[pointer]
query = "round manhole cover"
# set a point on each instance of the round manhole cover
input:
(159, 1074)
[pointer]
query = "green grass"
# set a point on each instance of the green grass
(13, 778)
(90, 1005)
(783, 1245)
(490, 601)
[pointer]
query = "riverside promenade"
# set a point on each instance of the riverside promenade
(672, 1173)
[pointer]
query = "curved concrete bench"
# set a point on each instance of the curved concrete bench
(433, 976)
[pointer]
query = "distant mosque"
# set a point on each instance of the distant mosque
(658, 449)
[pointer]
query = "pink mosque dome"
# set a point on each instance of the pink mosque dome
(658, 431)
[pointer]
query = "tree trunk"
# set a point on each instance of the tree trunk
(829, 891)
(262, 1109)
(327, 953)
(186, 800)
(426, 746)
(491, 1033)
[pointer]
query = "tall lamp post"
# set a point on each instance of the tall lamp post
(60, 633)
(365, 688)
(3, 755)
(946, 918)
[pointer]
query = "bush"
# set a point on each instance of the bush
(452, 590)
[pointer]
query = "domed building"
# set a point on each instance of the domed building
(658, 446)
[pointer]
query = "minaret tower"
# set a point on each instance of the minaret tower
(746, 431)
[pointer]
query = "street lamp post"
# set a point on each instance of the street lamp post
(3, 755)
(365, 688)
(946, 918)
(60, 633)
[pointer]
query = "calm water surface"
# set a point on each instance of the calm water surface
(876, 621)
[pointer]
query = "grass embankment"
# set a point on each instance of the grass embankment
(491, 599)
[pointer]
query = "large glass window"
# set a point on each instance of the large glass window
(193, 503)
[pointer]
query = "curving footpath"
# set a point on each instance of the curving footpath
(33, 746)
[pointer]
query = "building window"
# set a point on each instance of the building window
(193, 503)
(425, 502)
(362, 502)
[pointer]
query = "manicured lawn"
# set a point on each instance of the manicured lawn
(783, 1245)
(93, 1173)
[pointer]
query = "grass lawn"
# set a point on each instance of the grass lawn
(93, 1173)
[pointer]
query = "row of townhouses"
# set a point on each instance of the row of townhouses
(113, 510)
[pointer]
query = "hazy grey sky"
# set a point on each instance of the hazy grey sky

|---|

• Exercise details: Reproduce every item above line for line, without changing anything.

• Correct answer:
[pointer]
query = "round manhole cover"
# set a point on each instance of the round manhole cover
input:
(159, 1074)
[pointer]
query = "green grass"
# set a point on each instance of the green grass
(13, 778)
(90, 1005)
(783, 1245)
(490, 601)
[pointer]
query = "riverside promenade"
# set a point on each instance of the riverside promenade
(672, 1173)
[pointer]
query = "curved concrete bench"
# set a point on each instance of the curved concrete bench
(433, 976)
[pointer]
query = "distant mosque"
# set a point on each instance of the distant mosque
(658, 449)
[pointer]
query = "pink mosque dome"
# set a point on each instance of the pink mosque dome
(658, 431)
[pointer]
query = "tree trunk"
# set a point on each instance of the tree trunk
(829, 891)
(262, 1109)
(327, 953)
(186, 800)
(426, 746)
(491, 1033)
[pointer]
query = "tall lamp post"
# set a point on each instance of the tall lamp post
(60, 633)
(365, 688)
(3, 755)
(946, 918)
[pointer]
query = "bush"
# set a point on each instance of the bush
(452, 590)
[pointer]
query = "domed building"
# set a point on each instance of the domed building
(658, 446)
[pointer]
query = "minaret tower"
# set a point on each instance of the minaret tower
(746, 431)
[pointer]
query = "street lamp post"
# set a point on each instance of the street lamp post
(3, 755)
(365, 688)
(946, 918)
(60, 633)
[pointer]
query = "calm water surface"
# set a point on each instance of the calm water surface
(876, 621)
[pointer]
query = "grass embankment"
# set a point on each instance of the grass embankment
(491, 599)
[pointer]
query = "large glass window"
# set a point on each instance of the large glass window
(193, 503)
[pointer]
query = "curving footpath"
# set a point on each instance of the curving footpath
(33, 746)
[pointer]
query = "building window"
# set a point on each instance of the building window
(193, 503)
(425, 502)
(362, 502)
[pointer]
query = "manicured lawn"
# set a point on each instance of the manicured lawn
(783, 1245)
(93, 1173)
[pointer]
query = "grass lawn"
# set a point on each instance of the grass lawn
(93, 1173)
[pointer]
query = "row of townhouses"
# set a point on each instance of the row of townhouses
(113, 510)
[pointer]
query = "hazy grey sky"
# set a point on each instance of the hazy grey sky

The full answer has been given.